[Pointing dataset records]
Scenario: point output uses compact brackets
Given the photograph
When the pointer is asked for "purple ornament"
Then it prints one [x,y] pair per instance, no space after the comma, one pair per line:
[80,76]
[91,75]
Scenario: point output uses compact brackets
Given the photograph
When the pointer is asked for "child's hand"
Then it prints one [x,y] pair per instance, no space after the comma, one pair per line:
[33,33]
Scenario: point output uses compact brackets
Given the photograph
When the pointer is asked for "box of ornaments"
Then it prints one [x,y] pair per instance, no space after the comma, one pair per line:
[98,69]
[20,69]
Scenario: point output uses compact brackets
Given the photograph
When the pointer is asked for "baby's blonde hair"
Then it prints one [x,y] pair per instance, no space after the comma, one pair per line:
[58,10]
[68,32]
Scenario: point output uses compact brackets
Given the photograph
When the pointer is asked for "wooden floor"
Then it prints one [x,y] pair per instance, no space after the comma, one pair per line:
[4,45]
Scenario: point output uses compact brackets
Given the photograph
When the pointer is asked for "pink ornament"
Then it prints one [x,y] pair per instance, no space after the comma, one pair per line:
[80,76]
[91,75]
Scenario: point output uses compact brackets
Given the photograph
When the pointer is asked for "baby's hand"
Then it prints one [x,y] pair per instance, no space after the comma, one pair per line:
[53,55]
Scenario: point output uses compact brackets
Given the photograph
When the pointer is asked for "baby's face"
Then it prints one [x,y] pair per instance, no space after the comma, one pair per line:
* * *
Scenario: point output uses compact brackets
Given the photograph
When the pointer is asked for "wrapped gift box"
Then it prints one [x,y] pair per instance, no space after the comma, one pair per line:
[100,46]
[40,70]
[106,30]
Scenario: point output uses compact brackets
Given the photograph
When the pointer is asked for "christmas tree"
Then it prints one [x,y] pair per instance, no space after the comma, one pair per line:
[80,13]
---
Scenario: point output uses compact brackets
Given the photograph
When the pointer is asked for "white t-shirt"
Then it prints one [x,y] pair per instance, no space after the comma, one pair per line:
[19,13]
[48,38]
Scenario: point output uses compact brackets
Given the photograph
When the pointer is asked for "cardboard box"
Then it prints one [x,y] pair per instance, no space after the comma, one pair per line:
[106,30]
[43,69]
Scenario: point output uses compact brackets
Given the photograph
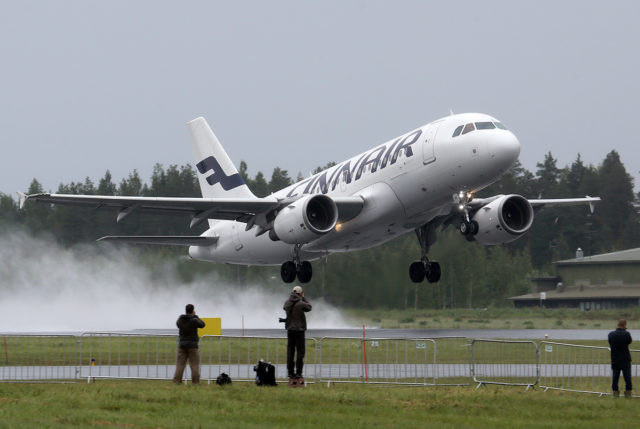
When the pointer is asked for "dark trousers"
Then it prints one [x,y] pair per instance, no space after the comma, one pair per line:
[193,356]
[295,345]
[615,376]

• What the task asks: Count how many lines of the records above contain the string "baby", treating uppercase and lowercase as different, and give only the number.

• Expected answer: 3